» **Data supplied**:
******

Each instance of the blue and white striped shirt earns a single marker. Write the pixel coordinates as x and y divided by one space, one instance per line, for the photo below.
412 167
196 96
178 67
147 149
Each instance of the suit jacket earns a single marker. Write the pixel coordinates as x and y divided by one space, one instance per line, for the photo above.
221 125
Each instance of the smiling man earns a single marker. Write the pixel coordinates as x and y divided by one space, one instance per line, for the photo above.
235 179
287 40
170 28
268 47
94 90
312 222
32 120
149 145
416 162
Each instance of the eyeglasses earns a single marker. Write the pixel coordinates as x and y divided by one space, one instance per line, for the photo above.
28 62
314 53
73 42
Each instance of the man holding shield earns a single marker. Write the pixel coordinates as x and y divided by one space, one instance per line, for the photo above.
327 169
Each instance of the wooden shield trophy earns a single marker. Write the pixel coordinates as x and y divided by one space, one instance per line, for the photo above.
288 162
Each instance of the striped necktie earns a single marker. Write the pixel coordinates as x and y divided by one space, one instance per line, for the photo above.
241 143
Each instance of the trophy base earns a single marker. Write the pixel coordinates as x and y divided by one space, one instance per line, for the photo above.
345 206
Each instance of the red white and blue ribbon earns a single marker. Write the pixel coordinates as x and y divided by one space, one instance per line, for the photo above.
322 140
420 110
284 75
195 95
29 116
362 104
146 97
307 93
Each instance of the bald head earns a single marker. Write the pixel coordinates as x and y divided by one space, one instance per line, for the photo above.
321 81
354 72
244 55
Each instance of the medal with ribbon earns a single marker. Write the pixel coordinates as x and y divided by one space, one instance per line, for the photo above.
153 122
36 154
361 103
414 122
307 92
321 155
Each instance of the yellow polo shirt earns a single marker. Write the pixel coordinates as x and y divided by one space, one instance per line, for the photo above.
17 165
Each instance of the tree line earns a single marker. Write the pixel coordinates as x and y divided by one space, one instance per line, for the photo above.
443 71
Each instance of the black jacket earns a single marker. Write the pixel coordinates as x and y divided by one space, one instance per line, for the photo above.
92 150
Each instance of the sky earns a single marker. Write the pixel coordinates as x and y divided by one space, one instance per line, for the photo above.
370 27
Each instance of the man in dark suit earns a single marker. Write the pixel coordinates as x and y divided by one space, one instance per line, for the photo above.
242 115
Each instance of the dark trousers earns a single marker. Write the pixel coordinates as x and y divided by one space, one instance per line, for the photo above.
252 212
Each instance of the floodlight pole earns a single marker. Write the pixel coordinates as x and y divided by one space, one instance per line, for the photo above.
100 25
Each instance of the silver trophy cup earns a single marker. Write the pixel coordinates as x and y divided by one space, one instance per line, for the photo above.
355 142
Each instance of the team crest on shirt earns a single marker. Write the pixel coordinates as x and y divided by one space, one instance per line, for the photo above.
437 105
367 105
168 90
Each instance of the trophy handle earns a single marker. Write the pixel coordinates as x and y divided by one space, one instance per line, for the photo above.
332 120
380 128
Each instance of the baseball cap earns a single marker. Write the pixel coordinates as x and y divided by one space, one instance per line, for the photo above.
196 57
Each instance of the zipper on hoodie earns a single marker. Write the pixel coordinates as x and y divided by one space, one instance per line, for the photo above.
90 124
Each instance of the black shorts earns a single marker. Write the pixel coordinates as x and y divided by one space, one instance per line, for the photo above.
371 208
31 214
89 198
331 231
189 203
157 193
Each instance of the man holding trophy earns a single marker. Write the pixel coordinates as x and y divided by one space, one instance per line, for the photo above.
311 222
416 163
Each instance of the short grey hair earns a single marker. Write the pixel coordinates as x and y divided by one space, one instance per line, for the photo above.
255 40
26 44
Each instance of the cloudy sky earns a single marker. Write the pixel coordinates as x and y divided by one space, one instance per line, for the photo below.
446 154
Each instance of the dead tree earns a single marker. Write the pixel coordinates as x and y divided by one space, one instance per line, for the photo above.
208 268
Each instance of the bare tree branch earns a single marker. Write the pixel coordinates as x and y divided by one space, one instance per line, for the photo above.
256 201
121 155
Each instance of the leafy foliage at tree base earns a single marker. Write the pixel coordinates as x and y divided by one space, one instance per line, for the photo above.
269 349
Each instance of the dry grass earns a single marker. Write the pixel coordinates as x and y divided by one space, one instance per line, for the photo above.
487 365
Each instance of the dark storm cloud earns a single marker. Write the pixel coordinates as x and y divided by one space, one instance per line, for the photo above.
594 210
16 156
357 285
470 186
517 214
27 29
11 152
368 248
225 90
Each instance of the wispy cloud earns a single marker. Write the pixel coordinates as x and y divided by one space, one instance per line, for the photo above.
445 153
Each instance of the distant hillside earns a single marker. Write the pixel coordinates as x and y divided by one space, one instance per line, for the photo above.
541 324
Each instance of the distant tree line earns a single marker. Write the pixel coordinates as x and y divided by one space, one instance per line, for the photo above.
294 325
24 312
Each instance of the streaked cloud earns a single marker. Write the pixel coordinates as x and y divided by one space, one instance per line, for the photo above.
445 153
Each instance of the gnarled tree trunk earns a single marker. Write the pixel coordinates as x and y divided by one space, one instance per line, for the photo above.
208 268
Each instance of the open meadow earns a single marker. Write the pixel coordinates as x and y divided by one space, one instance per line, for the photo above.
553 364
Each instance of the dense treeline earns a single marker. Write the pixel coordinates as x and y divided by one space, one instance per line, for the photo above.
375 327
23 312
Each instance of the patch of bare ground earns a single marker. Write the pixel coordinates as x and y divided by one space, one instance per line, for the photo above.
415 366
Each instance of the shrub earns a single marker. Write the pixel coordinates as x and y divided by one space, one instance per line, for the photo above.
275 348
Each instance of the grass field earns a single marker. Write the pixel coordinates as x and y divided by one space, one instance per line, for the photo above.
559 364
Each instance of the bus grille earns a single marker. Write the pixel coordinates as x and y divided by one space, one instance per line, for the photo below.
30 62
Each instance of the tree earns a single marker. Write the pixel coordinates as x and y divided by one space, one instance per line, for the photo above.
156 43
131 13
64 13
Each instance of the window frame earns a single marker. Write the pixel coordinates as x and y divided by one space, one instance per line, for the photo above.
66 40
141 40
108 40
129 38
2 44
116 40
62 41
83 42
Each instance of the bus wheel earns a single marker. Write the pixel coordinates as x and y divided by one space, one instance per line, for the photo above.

******

» **Direction**: Repeat the data exactly. Leave nothing out.

» **Written reply**:
Each instance of the blue and white striped shirt earns a single marker. Write the pixel coordinates as x and y divided by one space, one instance per line, for the photo below.
412 167
196 96
178 67
147 149
Each instance of the suit jacket earns a single marker. Write the pixel coordinates as x and y divided by one space, one instance per line, for the photo above.
221 125
Each instance of the smiling man earns a single marker. Write the pixel coordinates as x and y divided by one space, one instance per line, for the photo above.
235 179
287 40
170 28
268 47
94 90
312 222
32 120
149 145
416 162
Each instance of the eyeglasses earns a single marker. Write the pixel coordinates as x and y divided by one space, one instance per line, for the photo above.
28 62
314 53
73 42
Each instance of the man holding shield earns a single marker. Write the pixel coordinates as x and y divided by one space, one instance per line, for the photo above.
327 169
Each instance of the wooden shield trophy earns a single marker. Write the pixel coordinates as x and y divided by one space, one instance per line, for the photo above.
288 162
Each instance of the striped necktie earns a single marker. Write the pixel coordinates as x and y divided by one space, one instance per line, for the photo above.
241 143
Each instance of the trophy base earns a single marker. Write the pixel coordinates as x and y divided by one space, one instance per line, for the photo above.
345 206
Each instance of the red white and blue ribbon earns a single marker. Write the pixel coordinates as x and y divided by one space, one instance per line, for the photo above.
322 140
420 110
284 75
195 95
29 116
362 104
146 97
307 93
Each instance of the bald head earns a single marker. Write the pixel coordinates as x and y divided by one space, one instance per line, for the photo above.
321 81
354 72
244 55
Each instance of the medal with ribbon earns a single marker. Write the pixel coordinates as x and y divided by one space, one instance per line, for the photo above.
153 122
36 154
361 103
414 122
307 92
321 155
Each instance of the yellow polo shirt earns a single marker. Write the pixel coordinates as x and y divided by one space, one instance per line, for the photo above.
17 165
Each instance of the tree line earns a single marker. Write the pixel coordinates as x and y divided by one space, one instance per line, for the photo above.
443 71
Each instance of the black jacket earns a single marker. Write the pixel coordinates as x and y divided by one space, one instance per line, for the photo above.
92 150
Each instance of the sky earns a single marker. Write the pixel coordinates as x and y divided by one space, one instance per line, for the photo above.
370 27
Each instance of the man in dark suit earns a single marker. Write the pixel coordinates as x and y divided by one space, one instance per line, for the photo above.
242 115
Each instance of the dark trousers earns a single marker. Write the pixel coordinates as x and y divided by one space, one instance per line, for the photo above.
252 212
Each instance of the floodlight pole earns a single marker. Write the pixel coordinates as x and y divided by one space, one instance per line, for the photo above.
100 25
Each instance of the silver trophy cup earns a single marker. Write the pixel coordinates as x and y divided by one space, one instance per line, for the photo above.
355 142
Each instance of the team crest on shirt earns a single marker. Write the pixel coordinates as x and y divided by one space, one instance per line, for the photo above.
437 105
367 105
168 90
Each instance of the trophy handle earns a single marker. Write the pixel coordinates as x and y divided by one space, one instance per line, for the photo above.
332 120
380 128
Each instance of the baseball cap earns a single marker. Write the pixel coordinates as x and y divided by one space, one instance per line, for the photo above.
196 57
Each instance of the zipper on hoodie earns a single marker. Write the pixel coordinates as x and y divided by one space, one instance per line, for the photo above.
90 124
Each instance of the black shorts earns a single marker. Write the pixel coordinates as x and y divided by one space, one instance per line, for the photo above.
371 208
31 214
89 198
331 231
189 203
157 193
Each instance of the man holding trophy earns a single marker. Write the pixel coordinates as x and y divided by one space, one instance per line, for the photo above.
311 222
416 163
Each instance of the short grey hair earns a single marker. Write the pixel coordinates as x and y divided by one space, one instance per line, for the photo above.
255 40
26 44
Each instance of the cloudy sky earns a single marker. Write the pixel coordinates as x and y divided by one space, one instance per line, for the photo below.
446 154
Each instance of the dead tree earns a single marker. Write the pixel coordinates as x and y divided by one space, one instance per line, for the photo above.
208 268
Each instance of the bare tree branch earns a single marker. Write the pixel coordinates as x and y divided by one space, one instance per line, for the photo above.
256 201
121 155
Each instance of the leafy foliage at tree base earns a single marker. Write the pixel coordinates as x and y divided by one space, one instance per line, for the photo above.
269 349
Each instance of the dry grass earns a single marker. Write the pixel coordinates as x and y divided by one space, one instance per line, for the photo above.
487 365
Each instance of the dark storm cloud earns a single marker. Write the pixel coordinates as x and y divided by one space, one instance per line, for the photo above.
594 210
16 156
357 285
470 186
517 214
27 29
11 152
368 248
225 90
Each instance of the wispy cloud earns a single marker. Write the pixel coordinates as x and y divided by one space, one instance per line, for the photo above.
445 153
Each instance of the distant hillside earns a single marker. Write the pixel coordinates as x and y divided by one space, one instance per line, for the photo above.
541 324
Each instance of the distant tree line earns a single marker. Write the pixel coordinates as x and y divided by one space, one instance per line, for the photo above.
294 325
24 312
Each instance of the streaked cloud earns a single marker. Write the pixel coordinates as x and y divided by one space, one instance per line, for the photo above.
445 153
Each instance of the gnarled tree trunk earns a single marker. Write the pixel coordinates as x and y divided by one space, one instance per line, for the photo above.
208 268
Each instance of the open meadow earns a single marker. Write the pixel coordinates as x and y divided by one space, one instance per line, for the photo above.
553 364
Each instance of the dense treeline earns a single marker. Write the pixel coordinates as x and y divided by one space, one instance per line, for the photo above.
375 327
23 312
Each instance of the patch of bare ground earns a single marker. Write the pixel coordinates as x and y divided by one space, one instance per line, for the photo above.
415 366
Each instance of the shrub earns a single marker. Write the pixel coordinates as x and y divided by one space, one instance per line, for the photo above.
275 348
Each instance of the grass field earns a single marker. Write the pixel coordinates as x and y divided by one space, one instance per line, for the photo above.
559 364
Each instance of the bus grille earns a single marker. Write the pixel coordinates as x and y divided by one space, one instance per line, for the photo below.
30 62
Each instance of the tree earns a single marker. Write the pixel coordinates as x and y divided by one space, one instance per line, for the photo above.
156 43
131 13
64 13
Each instance of the window frame earns a single marker. Write the pixel coordinates as x and y divided by one space, one instance per line, for the photo above.
66 40
141 40
108 40
129 38
2 44
116 40
62 41
83 42
Each instance of the bus wheel earns a single marker. Write the pixel coordinates as x and y divided by one space, one instance per line, for the photo above.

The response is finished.